AMBON, Siwalimanews – Kuasa hukum PT Jakarta Baru dan CV Angin Timur, meminta kepada warga yang bermukim di lahan milik PT Jakarta Baru di kawasan Desa Passo, Kecamatan Baguala, Kota Ambon, agar segera kosongkan lahan tersebut.

Hal ini disampaikan Yanes Steven Teslatu, selaku kuasa hukum dari kedua perusahaan, kepada wartawan di Kantor Negeri Passo, Kamis (13/4).

Menurutnya, permintaan pengo­songan lahan ini awalnya sudah disikapi dengan baik-baik, bahkan pihak kuasa hukum yang mewakili perusahaan Jakarta Baru dan Angin Timur sudah membangun mediasi bersama warga dari keluarga Per­sunay, yang mengklaim selaku bagian dari pemilik lahan.

“Namun dalam proses mediasi tidak ada titik temu, bahkan mediasi sudah sampai 4 kali. Padahal pihak perusahaan sudah bersedia memberikan ganti rugi kepada warga yang tinggal di objek tersebut,” ungkap Yanes.

Menurut Pengacara Muda ini, karena mereka tidak mau untuk keluar dari objek, pihak perusahaan akan mengajukan gugatan ke Pengadilan Negeri Ambon. sebab, seluruh bukti kepemilikan lahan itu secara hukum sudah dimiliki PT Jakarta Baru.

Tugas Latihan: Sebutkan berapa kali mediasi dengan warga sudah dilakukan menurut teks tentang lahan di Desa Passo.

Kutipan Data:
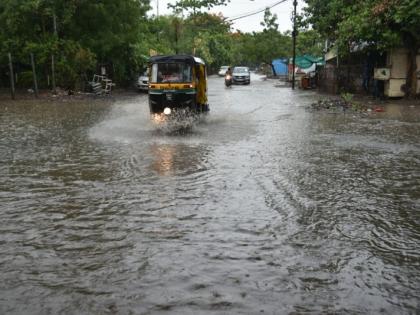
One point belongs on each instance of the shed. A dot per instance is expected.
(279, 66)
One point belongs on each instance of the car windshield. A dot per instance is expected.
(241, 70)
(171, 72)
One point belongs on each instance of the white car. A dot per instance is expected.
(241, 75)
(222, 71)
(143, 82)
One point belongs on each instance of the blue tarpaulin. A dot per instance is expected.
(279, 66)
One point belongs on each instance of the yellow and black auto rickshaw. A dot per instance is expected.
(177, 83)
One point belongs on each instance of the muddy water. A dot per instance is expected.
(262, 206)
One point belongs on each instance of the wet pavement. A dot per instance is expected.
(261, 207)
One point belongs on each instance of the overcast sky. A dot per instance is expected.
(239, 7)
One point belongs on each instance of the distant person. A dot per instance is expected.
(228, 72)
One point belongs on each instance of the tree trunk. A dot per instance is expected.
(411, 82)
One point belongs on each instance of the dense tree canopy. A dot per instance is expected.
(83, 34)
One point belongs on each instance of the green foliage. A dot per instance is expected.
(120, 35)
(195, 5)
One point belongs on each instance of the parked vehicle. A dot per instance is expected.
(241, 75)
(178, 83)
(143, 82)
(222, 71)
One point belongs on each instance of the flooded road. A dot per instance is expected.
(261, 207)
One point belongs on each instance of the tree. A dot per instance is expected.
(195, 5)
(382, 24)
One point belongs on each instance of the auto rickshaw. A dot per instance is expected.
(177, 83)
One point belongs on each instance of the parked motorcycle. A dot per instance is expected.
(228, 80)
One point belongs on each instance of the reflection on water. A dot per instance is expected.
(163, 158)
(260, 207)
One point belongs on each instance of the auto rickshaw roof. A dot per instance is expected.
(175, 58)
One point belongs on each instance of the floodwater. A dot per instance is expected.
(260, 207)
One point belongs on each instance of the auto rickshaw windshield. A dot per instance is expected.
(171, 73)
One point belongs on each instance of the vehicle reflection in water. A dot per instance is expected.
(163, 158)
(172, 159)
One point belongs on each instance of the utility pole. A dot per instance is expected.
(294, 34)
(12, 76)
(34, 75)
(52, 57)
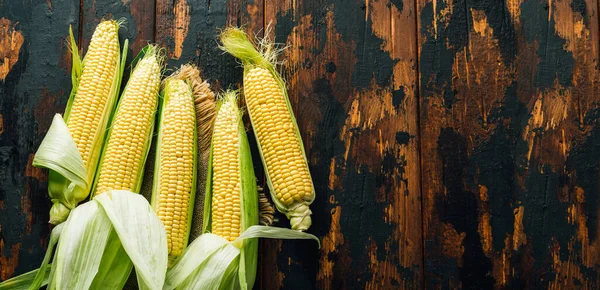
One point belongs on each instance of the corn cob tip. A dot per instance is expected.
(300, 219)
(58, 213)
(235, 42)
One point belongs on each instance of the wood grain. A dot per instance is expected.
(453, 143)
(353, 89)
(508, 101)
(34, 85)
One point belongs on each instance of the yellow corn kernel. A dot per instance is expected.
(125, 150)
(273, 124)
(226, 211)
(176, 163)
(91, 101)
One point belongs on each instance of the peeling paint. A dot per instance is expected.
(10, 46)
(180, 26)
(330, 243)
(8, 263)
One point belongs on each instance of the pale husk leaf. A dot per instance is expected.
(141, 233)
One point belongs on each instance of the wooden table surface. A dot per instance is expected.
(453, 143)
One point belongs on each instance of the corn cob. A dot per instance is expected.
(275, 127)
(86, 120)
(129, 138)
(205, 117)
(231, 192)
(96, 83)
(175, 169)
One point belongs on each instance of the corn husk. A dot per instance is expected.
(210, 261)
(166, 94)
(235, 42)
(69, 181)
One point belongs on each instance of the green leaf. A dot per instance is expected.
(67, 176)
(42, 275)
(76, 69)
(213, 271)
(249, 198)
(80, 247)
(142, 234)
(193, 257)
(274, 233)
(115, 266)
(59, 153)
(24, 281)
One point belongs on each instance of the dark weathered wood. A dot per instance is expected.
(351, 69)
(488, 110)
(138, 18)
(35, 82)
(508, 98)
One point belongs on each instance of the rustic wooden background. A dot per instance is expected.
(453, 143)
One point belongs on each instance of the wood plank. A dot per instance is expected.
(508, 102)
(351, 70)
(138, 16)
(188, 31)
(35, 81)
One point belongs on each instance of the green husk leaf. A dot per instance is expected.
(249, 198)
(59, 154)
(235, 42)
(65, 187)
(140, 55)
(167, 93)
(148, 51)
(230, 277)
(141, 233)
(42, 275)
(193, 257)
(79, 251)
(274, 233)
(24, 281)
(115, 266)
(76, 69)
(212, 273)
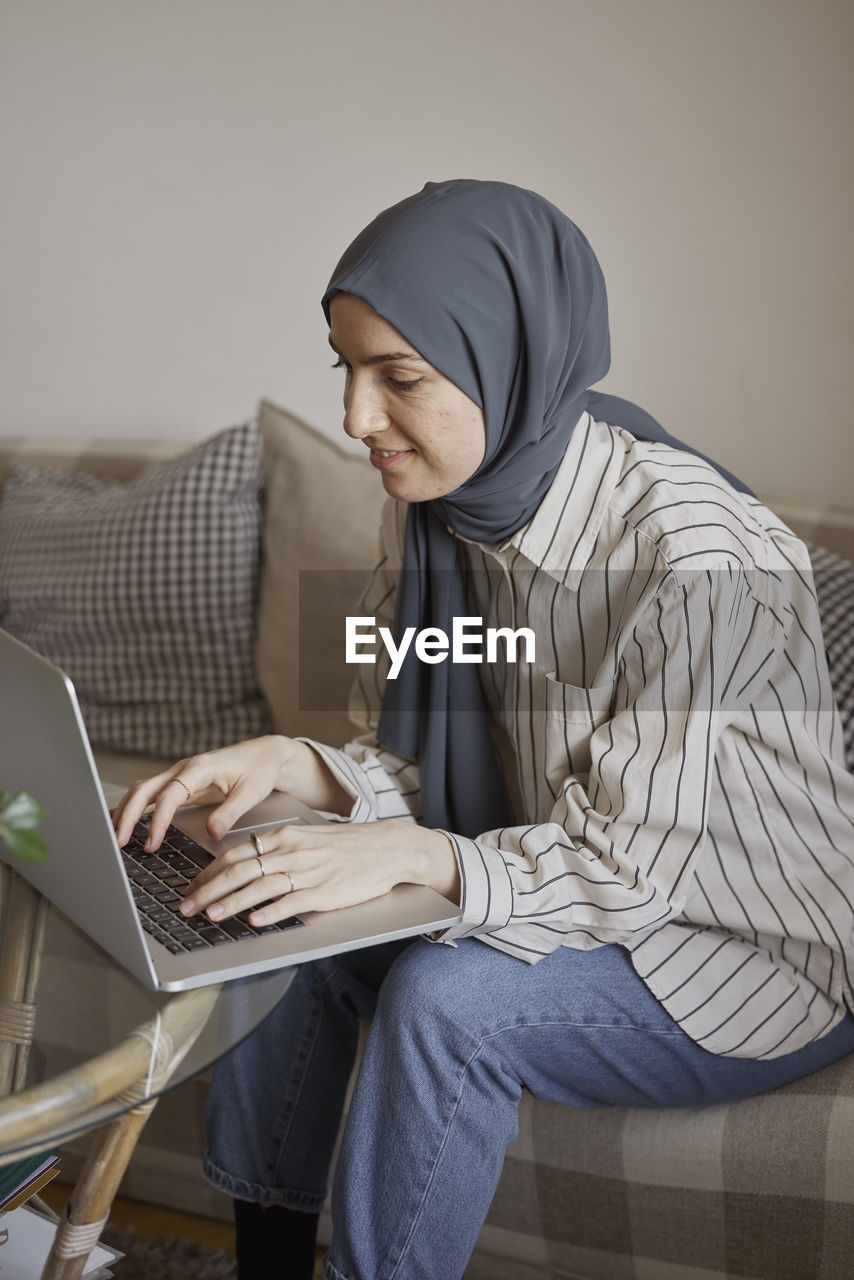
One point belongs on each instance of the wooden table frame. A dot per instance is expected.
(112, 1093)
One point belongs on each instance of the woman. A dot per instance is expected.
(648, 826)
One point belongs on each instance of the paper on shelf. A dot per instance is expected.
(30, 1237)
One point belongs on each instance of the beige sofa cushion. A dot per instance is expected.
(322, 519)
(144, 592)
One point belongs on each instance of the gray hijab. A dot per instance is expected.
(502, 293)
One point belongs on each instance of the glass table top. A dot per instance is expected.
(88, 1006)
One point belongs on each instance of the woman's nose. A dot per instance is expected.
(364, 412)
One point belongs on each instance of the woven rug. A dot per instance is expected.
(164, 1257)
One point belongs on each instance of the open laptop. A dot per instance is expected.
(44, 749)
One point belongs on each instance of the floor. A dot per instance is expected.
(153, 1220)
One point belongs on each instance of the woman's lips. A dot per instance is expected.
(386, 460)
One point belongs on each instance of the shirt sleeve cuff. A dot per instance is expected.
(351, 778)
(487, 900)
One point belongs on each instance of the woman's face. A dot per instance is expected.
(424, 434)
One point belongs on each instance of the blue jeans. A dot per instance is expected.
(456, 1034)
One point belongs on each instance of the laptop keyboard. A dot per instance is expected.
(159, 882)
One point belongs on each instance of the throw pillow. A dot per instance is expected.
(144, 593)
(835, 592)
(322, 517)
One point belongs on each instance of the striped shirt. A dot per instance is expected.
(672, 755)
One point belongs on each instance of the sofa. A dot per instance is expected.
(238, 536)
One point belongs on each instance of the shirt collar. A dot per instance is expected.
(562, 531)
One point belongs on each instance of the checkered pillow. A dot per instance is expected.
(835, 590)
(145, 593)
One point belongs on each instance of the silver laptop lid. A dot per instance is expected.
(44, 749)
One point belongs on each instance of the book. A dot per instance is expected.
(28, 1237)
(22, 1179)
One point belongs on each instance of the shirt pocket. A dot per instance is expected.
(572, 716)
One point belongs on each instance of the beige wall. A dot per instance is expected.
(179, 177)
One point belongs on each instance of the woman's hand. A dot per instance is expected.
(233, 778)
(319, 868)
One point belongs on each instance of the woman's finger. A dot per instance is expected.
(137, 800)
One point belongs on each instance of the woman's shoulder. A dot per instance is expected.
(693, 516)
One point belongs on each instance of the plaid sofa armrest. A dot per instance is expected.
(761, 1188)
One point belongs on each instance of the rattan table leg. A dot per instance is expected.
(94, 1193)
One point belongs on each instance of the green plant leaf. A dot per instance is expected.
(19, 812)
(27, 845)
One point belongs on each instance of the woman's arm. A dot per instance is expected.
(617, 854)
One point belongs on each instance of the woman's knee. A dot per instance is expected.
(432, 987)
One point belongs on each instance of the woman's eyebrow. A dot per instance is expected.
(386, 357)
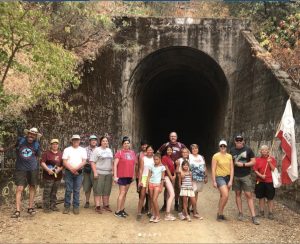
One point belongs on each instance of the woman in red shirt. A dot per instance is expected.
(125, 161)
(169, 182)
(264, 188)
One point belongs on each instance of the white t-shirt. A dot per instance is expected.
(74, 156)
(103, 158)
(148, 163)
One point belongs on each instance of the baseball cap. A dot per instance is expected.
(223, 142)
(93, 137)
(54, 141)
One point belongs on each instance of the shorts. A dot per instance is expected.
(222, 180)
(152, 186)
(87, 182)
(22, 178)
(102, 185)
(198, 186)
(144, 181)
(124, 181)
(242, 183)
(187, 193)
(265, 190)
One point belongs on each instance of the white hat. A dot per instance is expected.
(75, 137)
(223, 142)
(33, 131)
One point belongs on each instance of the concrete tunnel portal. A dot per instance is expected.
(179, 89)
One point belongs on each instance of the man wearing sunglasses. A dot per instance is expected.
(244, 159)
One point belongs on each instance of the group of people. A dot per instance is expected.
(179, 171)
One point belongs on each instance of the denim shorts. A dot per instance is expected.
(124, 181)
(222, 180)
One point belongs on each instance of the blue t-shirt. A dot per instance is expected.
(156, 174)
(27, 154)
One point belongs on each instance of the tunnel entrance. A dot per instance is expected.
(179, 89)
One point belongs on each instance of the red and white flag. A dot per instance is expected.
(286, 134)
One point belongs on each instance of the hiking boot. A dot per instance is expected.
(66, 210)
(119, 214)
(139, 217)
(54, 208)
(255, 221)
(76, 211)
(261, 214)
(271, 216)
(240, 217)
(47, 210)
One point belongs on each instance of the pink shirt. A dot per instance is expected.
(126, 163)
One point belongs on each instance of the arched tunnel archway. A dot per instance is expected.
(179, 89)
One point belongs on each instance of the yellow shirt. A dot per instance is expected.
(223, 163)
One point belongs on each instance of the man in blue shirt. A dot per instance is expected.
(27, 150)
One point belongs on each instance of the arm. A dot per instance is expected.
(213, 172)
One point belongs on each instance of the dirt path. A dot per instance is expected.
(90, 227)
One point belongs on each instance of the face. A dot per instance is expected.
(75, 142)
(185, 153)
(173, 137)
(195, 150)
(149, 152)
(104, 142)
(264, 152)
(223, 148)
(185, 167)
(126, 145)
(143, 147)
(93, 143)
(31, 137)
(156, 160)
(239, 143)
(54, 146)
(169, 151)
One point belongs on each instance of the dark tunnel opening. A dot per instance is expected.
(184, 90)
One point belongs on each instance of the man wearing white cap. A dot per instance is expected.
(27, 150)
(74, 158)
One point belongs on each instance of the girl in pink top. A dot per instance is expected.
(124, 163)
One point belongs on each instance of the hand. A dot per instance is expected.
(215, 184)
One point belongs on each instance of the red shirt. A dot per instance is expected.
(260, 166)
(167, 161)
(51, 159)
(125, 168)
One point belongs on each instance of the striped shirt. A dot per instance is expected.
(186, 182)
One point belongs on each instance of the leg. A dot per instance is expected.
(250, 203)
(170, 190)
(141, 199)
(223, 198)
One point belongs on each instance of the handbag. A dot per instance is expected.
(276, 177)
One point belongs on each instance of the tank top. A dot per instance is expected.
(148, 163)
(186, 182)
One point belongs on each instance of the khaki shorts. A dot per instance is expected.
(242, 183)
(87, 182)
(102, 185)
(198, 186)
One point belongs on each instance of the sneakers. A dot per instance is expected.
(151, 219)
(66, 210)
(270, 216)
(170, 217)
(240, 217)
(255, 221)
(76, 211)
(119, 214)
(181, 216)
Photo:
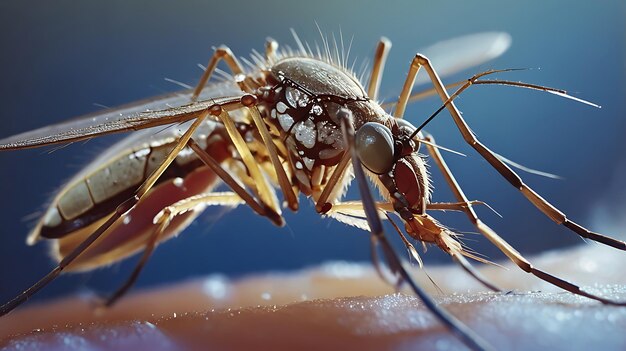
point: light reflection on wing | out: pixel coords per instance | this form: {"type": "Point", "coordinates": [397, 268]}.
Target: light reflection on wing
{"type": "Point", "coordinates": [161, 110]}
{"type": "Point", "coordinates": [458, 54]}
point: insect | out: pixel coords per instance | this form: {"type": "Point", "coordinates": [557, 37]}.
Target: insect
{"type": "Point", "coordinates": [296, 120]}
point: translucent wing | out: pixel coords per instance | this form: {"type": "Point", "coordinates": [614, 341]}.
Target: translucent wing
{"type": "Point", "coordinates": [161, 110]}
{"type": "Point", "coordinates": [457, 54]}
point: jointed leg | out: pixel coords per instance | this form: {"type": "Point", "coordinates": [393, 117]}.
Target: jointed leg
{"type": "Point", "coordinates": [162, 220]}
{"type": "Point", "coordinates": [271, 47]}
{"type": "Point", "coordinates": [123, 208]}
{"type": "Point", "coordinates": [221, 53]}
{"type": "Point", "coordinates": [507, 249]}
{"type": "Point", "coordinates": [382, 50]}
{"type": "Point", "coordinates": [249, 102]}
{"type": "Point", "coordinates": [543, 205]}
{"type": "Point", "coordinates": [455, 326]}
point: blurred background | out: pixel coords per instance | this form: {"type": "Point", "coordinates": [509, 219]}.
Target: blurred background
{"type": "Point", "coordinates": [62, 59]}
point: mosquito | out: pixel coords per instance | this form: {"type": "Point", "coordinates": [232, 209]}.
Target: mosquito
{"type": "Point", "coordinates": [294, 120]}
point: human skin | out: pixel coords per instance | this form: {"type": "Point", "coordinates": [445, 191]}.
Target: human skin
{"type": "Point", "coordinates": [342, 306]}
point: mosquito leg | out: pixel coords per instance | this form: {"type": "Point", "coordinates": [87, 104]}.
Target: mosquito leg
{"type": "Point", "coordinates": [543, 205]}
{"type": "Point", "coordinates": [507, 249]}
{"type": "Point", "coordinates": [262, 189]}
{"type": "Point", "coordinates": [250, 102]}
{"type": "Point", "coordinates": [465, 334]}
{"type": "Point", "coordinates": [322, 205]}
{"type": "Point", "coordinates": [380, 57]}
{"type": "Point", "coordinates": [123, 208]}
{"type": "Point", "coordinates": [163, 219]}
{"type": "Point", "coordinates": [271, 47]}
{"type": "Point", "coordinates": [221, 53]}
{"type": "Point", "coordinates": [355, 209]}
{"type": "Point", "coordinates": [261, 209]}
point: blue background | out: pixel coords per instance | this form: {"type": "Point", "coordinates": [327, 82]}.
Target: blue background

Jawaban Akhir: Mediasi sudah dilakukan sebanyak 4 kali.